(Records excerpted from a collection)
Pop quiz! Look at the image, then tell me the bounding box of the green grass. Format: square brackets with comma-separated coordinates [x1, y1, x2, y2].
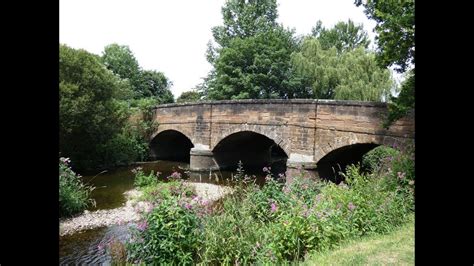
[303, 217, 414, 265]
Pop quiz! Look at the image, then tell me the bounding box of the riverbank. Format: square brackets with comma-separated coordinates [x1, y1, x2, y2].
[60, 182, 232, 236]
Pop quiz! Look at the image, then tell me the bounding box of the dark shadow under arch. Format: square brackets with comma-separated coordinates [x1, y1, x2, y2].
[213, 131, 288, 174]
[149, 130, 194, 163]
[316, 143, 379, 183]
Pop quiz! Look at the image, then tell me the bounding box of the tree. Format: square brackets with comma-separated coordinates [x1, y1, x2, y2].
[101, 43, 141, 86]
[291, 38, 393, 101]
[311, 19, 370, 53]
[177, 90, 201, 103]
[355, 0, 415, 126]
[204, 0, 310, 99]
[211, 0, 278, 50]
[60, 44, 129, 170]
[207, 26, 308, 99]
[138, 70, 174, 103]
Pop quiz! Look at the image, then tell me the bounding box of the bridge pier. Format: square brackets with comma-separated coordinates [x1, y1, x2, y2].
[285, 153, 319, 182]
[189, 145, 219, 171]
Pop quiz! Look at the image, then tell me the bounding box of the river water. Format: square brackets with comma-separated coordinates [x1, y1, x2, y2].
[59, 160, 281, 265]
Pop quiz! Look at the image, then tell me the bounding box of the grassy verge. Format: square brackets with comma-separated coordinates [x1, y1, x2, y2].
[303, 216, 414, 265]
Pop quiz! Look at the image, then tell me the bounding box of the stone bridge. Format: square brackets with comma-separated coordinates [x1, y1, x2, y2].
[149, 99, 414, 174]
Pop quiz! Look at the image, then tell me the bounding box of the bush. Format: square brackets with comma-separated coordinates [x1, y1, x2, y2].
[126, 198, 201, 264]
[132, 167, 158, 188]
[200, 187, 270, 264]
[59, 157, 95, 217]
[362, 145, 399, 173]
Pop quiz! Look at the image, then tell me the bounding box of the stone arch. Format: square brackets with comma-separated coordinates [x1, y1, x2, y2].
[150, 126, 194, 144]
[314, 130, 410, 163]
[211, 130, 289, 172]
[314, 130, 410, 183]
[211, 125, 291, 158]
[149, 129, 194, 163]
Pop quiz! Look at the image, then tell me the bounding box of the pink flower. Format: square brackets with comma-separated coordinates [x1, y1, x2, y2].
[270, 202, 278, 213]
[170, 171, 182, 179]
[348, 202, 356, 211]
[137, 221, 148, 231]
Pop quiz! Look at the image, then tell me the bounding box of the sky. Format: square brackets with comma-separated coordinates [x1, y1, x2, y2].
[60, 0, 379, 99]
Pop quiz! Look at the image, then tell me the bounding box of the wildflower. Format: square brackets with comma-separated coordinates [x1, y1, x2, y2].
[170, 171, 182, 180]
[397, 171, 406, 180]
[278, 173, 285, 179]
[201, 200, 208, 206]
[409, 180, 415, 185]
[348, 202, 356, 211]
[184, 203, 192, 210]
[137, 221, 148, 231]
[270, 202, 278, 213]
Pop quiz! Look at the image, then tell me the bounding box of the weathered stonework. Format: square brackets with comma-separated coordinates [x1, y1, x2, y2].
[151, 99, 414, 171]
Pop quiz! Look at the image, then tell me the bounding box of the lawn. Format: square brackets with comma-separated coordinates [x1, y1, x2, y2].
[303, 217, 414, 265]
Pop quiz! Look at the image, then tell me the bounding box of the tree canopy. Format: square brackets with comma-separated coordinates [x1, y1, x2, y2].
[177, 90, 202, 103]
[60, 44, 129, 170]
[355, 0, 415, 126]
[291, 38, 393, 101]
[206, 26, 307, 100]
[311, 19, 370, 53]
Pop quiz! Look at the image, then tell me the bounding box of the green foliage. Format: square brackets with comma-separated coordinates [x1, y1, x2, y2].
[355, 0, 415, 126]
[60, 44, 129, 171]
[177, 90, 201, 103]
[132, 167, 159, 188]
[59, 157, 95, 217]
[355, 0, 415, 73]
[384, 70, 415, 128]
[211, 0, 278, 49]
[137, 70, 174, 102]
[101, 43, 174, 102]
[207, 26, 307, 99]
[311, 19, 370, 53]
[126, 198, 202, 264]
[291, 38, 393, 101]
[199, 184, 270, 264]
[101, 43, 141, 91]
[361, 145, 399, 173]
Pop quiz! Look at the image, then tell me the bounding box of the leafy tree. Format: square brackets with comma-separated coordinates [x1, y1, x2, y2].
[177, 90, 201, 103]
[204, 0, 310, 99]
[355, 0, 415, 126]
[207, 27, 308, 99]
[211, 0, 278, 50]
[60, 44, 130, 170]
[311, 19, 370, 53]
[291, 38, 393, 101]
[101, 43, 141, 87]
[138, 70, 174, 103]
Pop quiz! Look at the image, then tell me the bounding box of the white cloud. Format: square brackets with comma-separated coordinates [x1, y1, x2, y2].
[60, 0, 377, 99]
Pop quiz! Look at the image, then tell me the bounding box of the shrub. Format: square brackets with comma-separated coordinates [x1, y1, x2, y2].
[59, 157, 95, 217]
[132, 167, 158, 188]
[362, 145, 399, 173]
[126, 198, 201, 264]
[200, 188, 270, 264]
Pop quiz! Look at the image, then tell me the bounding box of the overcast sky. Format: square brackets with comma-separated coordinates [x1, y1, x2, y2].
[60, 0, 378, 99]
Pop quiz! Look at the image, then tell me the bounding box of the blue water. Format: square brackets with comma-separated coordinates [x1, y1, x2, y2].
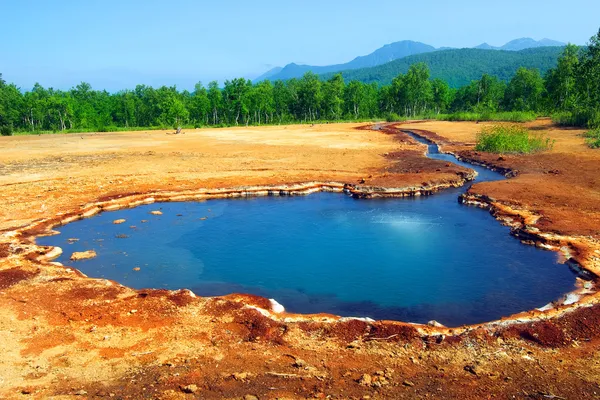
[37, 132, 577, 326]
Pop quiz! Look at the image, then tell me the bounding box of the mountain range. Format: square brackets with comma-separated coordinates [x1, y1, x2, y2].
[255, 38, 567, 83]
[474, 38, 566, 51]
[320, 47, 565, 88]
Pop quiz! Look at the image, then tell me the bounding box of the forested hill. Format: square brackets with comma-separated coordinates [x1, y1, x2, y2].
[255, 40, 436, 81]
[320, 47, 565, 87]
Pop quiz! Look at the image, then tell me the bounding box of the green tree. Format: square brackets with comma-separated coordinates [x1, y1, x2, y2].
[223, 78, 251, 125]
[250, 80, 274, 124]
[322, 74, 345, 120]
[297, 72, 322, 121]
[272, 80, 291, 123]
[403, 63, 433, 116]
[578, 29, 600, 113]
[344, 81, 365, 119]
[189, 82, 210, 126]
[504, 67, 544, 112]
[545, 44, 580, 111]
[207, 81, 222, 125]
[431, 78, 452, 114]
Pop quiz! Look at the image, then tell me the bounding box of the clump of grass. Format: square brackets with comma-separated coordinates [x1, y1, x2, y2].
[438, 111, 537, 123]
[584, 128, 600, 149]
[552, 110, 600, 128]
[475, 125, 554, 154]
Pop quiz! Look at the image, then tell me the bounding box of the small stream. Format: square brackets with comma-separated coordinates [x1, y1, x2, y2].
[37, 131, 577, 326]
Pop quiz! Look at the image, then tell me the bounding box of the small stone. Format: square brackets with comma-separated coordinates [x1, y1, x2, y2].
[180, 384, 198, 394]
[402, 380, 414, 387]
[70, 250, 97, 261]
[21, 388, 32, 394]
[75, 390, 87, 396]
[464, 365, 478, 376]
[129, 309, 138, 315]
[150, 210, 163, 215]
[244, 395, 259, 400]
[133, 267, 141, 271]
[358, 374, 372, 386]
[293, 358, 307, 368]
[113, 219, 126, 224]
[427, 320, 446, 328]
[233, 372, 249, 381]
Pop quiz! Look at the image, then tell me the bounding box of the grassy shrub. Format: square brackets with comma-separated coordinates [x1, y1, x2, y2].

WHAT TO PRODUCE
What is needed is an exact printout of every record above, with the pictures left out.

OUTPUT BELOW
Pop quiz! Look at the image, then tell me the bounding box of the green grass. Format: square brackets with comma-separated coordinates [x1, y1, x2, y2].
[303, 217, 414, 265]
Pop quiz! Look at the image, then tell me the bounding box of the riverbank. Format: square brackets with comma-separated coordinates [x1, y1, x2, y2].
[60, 182, 232, 236]
Pop quiz! Look at the image, then tell me the bounding box of the dark shadow under arch. Format: square brackets with comma-separated coordinates [x1, y1, x2, y2].
[213, 131, 288, 174]
[149, 130, 194, 163]
[316, 143, 379, 183]
Pop quiz! Look at the image, then tell me the bounding box of the tree. Format: square brackets with comma-separated coordinates [x1, y1, x2, y2].
[101, 43, 141, 86]
[291, 38, 393, 101]
[311, 19, 370, 53]
[177, 90, 201, 103]
[355, 0, 415, 126]
[204, 0, 310, 99]
[211, 0, 278, 50]
[60, 44, 129, 170]
[207, 26, 308, 99]
[138, 70, 174, 103]
Pop quiz! Look at the image, then tell me the bounding box of the bridge pier. Format: square brackets with comma-separated coordinates [x1, y1, x2, y2].
[285, 153, 319, 182]
[189, 145, 219, 171]
Pop quiz! Look at the image, then tell me the bounding box of the river water. Format: square brackets with comma-separated coordinates [x1, y1, x2, y2].
[59, 160, 281, 265]
Pop quiz! Look at the image, then tell me the bounding box of the grassy verge. Format: square brackets with comma-separated coordinates [x1, y1, x2, y2].
[303, 216, 414, 265]
Pop quiz! Look at the image, then tell me the bounding box of the stone bridge. Format: square brackets with comma-separated coordinates [x1, y1, x2, y2].
[149, 99, 414, 174]
Pop quiz! Look at the image, then tell me the bounding box of the bush. Format: square brackets with comma-separated coordinates [x1, y1, x2, y2].
[126, 198, 201, 264]
[132, 167, 158, 188]
[200, 187, 270, 264]
[59, 157, 95, 217]
[362, 145, 399, 173]
Pop quiz! Look at the image, then tell me the bounding box of the stone arch. Format: square brackets with comma-separated coordinates [x1, y1, x2, y2].
[150, 126, 194, 144]
[314, 130, 410, 163]
[211, 130, 289, 172]
[314, 130, 410, 183]
[211, 125, 291, 158]
[149, 129, 194, 163]
Pop quiz! Look at the image, then tell me the bounding box of the pink flower. Format: square brackets with comma-separated coordinates [x1, y1, x2, y2].
[270, 202, 278, 213]
[170, 171, 182, 179]
[348, 202, 356, 211]
[137, 221, 148, 231]
Pop quiz! Look at the image, then tell me the bounding box of the sky. Format: square brackets with comma-separated coordinates [x1, y1, x2, y2].
[60, 0, 379, 99]
Pop quiz! Look at the image, then tell me the bounding box of the wildflower. Format: square brackets with comma-separated coordinates [x1, y1, x2, y2].
[170, 171, 182, 180]
[397, 171, 406, 180]
[278, 173, 285, 179]
[201, 200, 208, 206]
[409, 180, 415, 185]
[348, 202, 356, 211]
[184, 203, 192, 210]
[137, 221, 148, 231]
[270, 202, 278, 213]
Pop quiz! Look at the image, then tell me the bounding box of the weathered stonework. Format: square brackets with comma-separated coordinates [x1, y1, x2, y2].
[151, 99, 414, 171]
Pop quiz! Look at the image, then tell me the bounding box of the lawn. Format: square brackets with comma-separated coordinates [x1, y1, x2, y2].
[303, 217, 414, 265]
Pop quiz! Look at the image, then tell me the bounding box of the tree canopy. Format: square brackets with comma-separated coordinates [x1, y1, x2, y2].
[177, 90, 202, 103]
[60, 44, 129, 170]
[355, 0, 415, 126]
[291, 38, 393, 101]
[206, 26, 307, 100]
[311, 19, 370, 53]
Pop quiz! Look at the image, then tell me the bounding box of the green foliage. Format: square brackets with comma-separated coordinates [x1, y1, x2, y2].
[355, 0, 415, 126]
[60, 44, 129, 171]
[177, 90, 201, 103]
[132, 167, 159, 188]
[59, 157, 95, 217]
[355, 0, 415, 73]
[384, 70, 415, 128]
[211, 0, 278, 49]
[137, 70, 174, 102]
[101, 43, 174, 102]
[207, 26, 307, 99]
[311, 19, 370, 53]
[126, 198, 202, 264]
[291, 38, 393, 101]
[199, 184, 270, 264]
[101, 43, 141, 91]
[361, 145, 399, 173]
Pop quiz! Look at the image, then tell me the bounding box of the leafy tree. Format: square brackets with comma-separated coordinates [x1, y1, x2, y2].
[177, 90, 201, 103]
[204, 0, 310, 99]
[355, 0, 415, 126]
[207, 27, 308, 99]
[211, 0, 278, 50]
[60, 44, 130, 170]
[311, 19, 370, 53]
[291, 38, 393, 101]
[101, 43, 141, 87]
[138, 70, 174, 103]
Pop quiz! Look at the image, then tell me the bounding box of the white cloud. Format: square brackets with comma-separated coordinates [x1, y1, x2, y2].
[60, 0, 377, 99]
Pop quiz! Look at the image, then tell me the bounding box of the shrub. Format: square brackets with comma-separated coordinates [x1, y1, x2, y2].
[59, 157, 95, 217]
[132, 167, 158, 188]
[362, 145, 399, 173]
[126, 198, 201, 264]
[200, 188, 270, 264]
Pop quiz! Look at the image, then tell me the bounding box of the overcast sky. Format: square brackets with comma-separated coordinates [x1, y1, x2, y2].
[60, 0, 378, 99]
Pop quiz! Look at the image, then tell me the bounding box of the blue water. Format: square brackets with comma-separated coordinates [x1, y1, x2, y2].
[37, 132, 577, 326]
Pop quiz! Look at the image, then tell me the bounding box of the mountain range. Format: square brackets with comma-separated coordinates [x1, y1, x2, y2].
[255, 38, 567, 83]
[474, 38, 566, 51]
[320, 47, 565, 88]
Pop quiz! Look at the image, then tell me the bounding box of the forested hill. Format: square brackets with comma-separated coordinates [x1, y1, x2, y2].
[255, 40, 436, 81]
[320, 47, 565, 87]
Pop quiz! Look at the image, then tell me the bounding box of the green tree. Format: square brackets with comma-separated coordinates [x1, y1, x2, y2].
[223, 78, 251, 125]
[250, 80, 274, 124]
[322, 74, 345, 120]
[297, 72, 322, 121]
[272, 80, 291, 123]
[403, 63, 433, 116]
[578, 29, 600, 113]
[344, 81, 365, 119]
[189, 82, 210, 126]
[504, 67, 544, 112]
[545, 44, 580, 111]
[207, 81, 222, 125]
[431, 78, 452, 114]
Pop quiz! Look at the image, then tell me the bounding box of the clump of grass. Format: square brackets with comma-separated coordinates [x1, y1, x2, y2].
[438, 111, 537, 123]
[584, 128, 600, 149]
[552, 110, 600, 128]
[475, 125, 554, 154]
Pop quiz! Look at the image, then tell me the bounding box of the small stream. Format: square brackets with comma-separated coordinates [x1, y1, x2, y2].
[37, 131, 577, 326]
Pop quiz! Look at the image, then tell me the bounding box of the small stone. Format: square brackets with comma-separated coordinates [x1, y1, x2, y2].
[180, 384, 198, 394]
[402, 380, 414, 387]
[70, 250, 97, 261]
[21, 388, 32, 394]
[75, 390, 87, 396]
[464, 365, 478, 376]
[129, 309, 138, 315]
[150, 210, 163, 215]
[244, 395, 259, 400]
[133, 267, 141, 271]
[358, 374, 372, 386]
[293, 358, 307, 368]
[113, 219, 126, 224]
[427, 320, 446, 328]
[233, 372, 249, 381]
Pop quiz! Look at the image, then tell me the bounding box of the grassy shrub. Format: square brackets with comma-separated coordinates [x1, y1, x2, y2].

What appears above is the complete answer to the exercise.